Problem details
In the over-plotting text below, copy the passage from "# HOW TO CREATE" to "the color intensity." word for word.

Exercise text
Stephen Few wrote a paper—which became part of his book Now You See It—in which he discussed six solutions to the problem of over-plotting:

· Reduce the size of data objects

· Remove fill color from data objects
· Change the shape of data objects
· Jitter data objects
· Make data objects transparent
· Reduce the amount of data

Here below you see 5 graphs. The first one illustrates the problem of over-plotting while the remaining graphs depict four of the six solutions proposed by Few.

Source: the graphs above are based on the Iris Data Set from Fisher 1936.

Sometimes the problem of overlap is a tough one and cannot be adequately resolved by applying the above solutions. This could be due to large datasets such as the scatterplot below showing the relationship between the total depth percentage and the length x of 53,940 round-cut diamonds.

# HOW TO CREATE A DENSITY SCATTERPLOT IN EXCEL

HOW TO CREATE A DENSITY SCATTERPLOT IN EXCEL

One solution to the overlap problem above is to encode the density of the overlap as shown in the density scatterplot below. The density scatterplot is a type of two-dimensional histogram showing the count of points in each region of the plot. In this this case the plotting region—the grey square—is divided into 40,000 cells (200*200) of equal size. We count the number of points that fall in each cell and portray the counts by varying the color intensity.

The data source for the density scatterplot is shown below. The table includes the total depth percentage and the length x for 53,940 round-cut diamonds.

Record excerpts
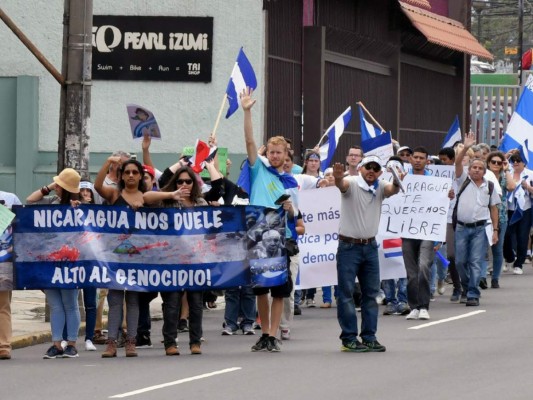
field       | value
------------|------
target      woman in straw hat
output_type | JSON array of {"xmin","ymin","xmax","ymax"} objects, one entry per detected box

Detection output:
[
  {"xmin": 26, "ymin": 168, "xmax": 81, "ymax": 359},
  {"xmin": 94, "ymin": 156, "xmax": 146, "ymax": 358}
]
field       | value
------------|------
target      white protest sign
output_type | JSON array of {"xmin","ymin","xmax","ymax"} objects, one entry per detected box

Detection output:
[
  {"xmin": 296, "ymin": 187, "xmax": 341, "ymax": 289},
  {"xmin": 379, "ymin": 175, "xmax": 452, "ymax": 242}
]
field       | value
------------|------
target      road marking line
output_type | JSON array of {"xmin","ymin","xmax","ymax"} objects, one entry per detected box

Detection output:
[
  {"xmin": 109, "ymin": 367, "xmax": 242, "ymax": 399},
  {"xmin": 407, "ymin": 310, "xmax": 486, "ymax": 329}
]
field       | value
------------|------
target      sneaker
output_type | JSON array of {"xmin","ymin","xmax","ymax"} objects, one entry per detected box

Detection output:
[
  {"xmin": 450, "ymin": 289, "xmax": 461, "ymax": 303},
  {"xmin": 341, "ymin": 340, "xmax": 370, "ymax": 353},
  {"xmin": 363, "ymin": 340, "xmax": 387, "ymax": 353},
  {"xmin": 281, "ymin": 329, "xmax": 291, "ymax": 340},
  {"xmin": 63, "ymin": 344, "xmax": 79, "ymax": 358},
  {"xmin": 43, "ymin": 345, "xmax": 63, "ymax": 360},
  {"xmin": 396, "ymin": 302, "xmax": 411, "ymax": 315},
  {"xmin": 418, "ymin": 308, "xmax": 429, "ymax": 320},
  {"xmin": 252, "ymin": 335, "xmax": 268, "ymax": 352},
  {"xmin": 479, "ymin": 278, "xmax": 489, "ymax": 290},
  {"xmin": 267, "ymin": 336, "xmax": 281, "ymax": 353},
  {"xmin": 242, "ymin": 325, "xmax": 255, "ymax": 335},
  {"xmin": 85, "ymin": 339, "xmax": 96, "ymax": 351},
  {"xmin": 383, "ymin": 303, "xmax": 398, "ymax": 315},
  {"xmin": 405, "ymin": 308, "xmax": 420, "ymax": 320},
  {"xmin": 178, "ymin": 319, "xmax": 189, "ymax": 333},
  {"xmin": 466, "ymin": 298, "xmax": 479, "ymax": 307},
  {"xmin": 135, "ymin": 335, "xmax": 154, "ymax": 349},
  {"xmin": 222, "ymin": 326, "xmax": 237, "ymax": 336},
  {"xmin": 437, "ymin": 279, "xmax": 446, "ymax": 296}
]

Answer to the problem
# HOW TO CREATE A DENSITY SCATTERPLOT IN EXCEL

HOW TO CREATE A DENSITY SCATTERPLOT IN EXCEL

One solution to the overlap problem above is to encode the density of the overlap as shown in the density scatterplot below. The density scatterplot is a type of two-dimensional histogram showing the count of points in each region of the plot. In this this case the plotting region—the grey square—is divided into 40,000 cells (200*200) of equal size. We count the number of points that fall in each cell and portray the counts by varying the color intensity.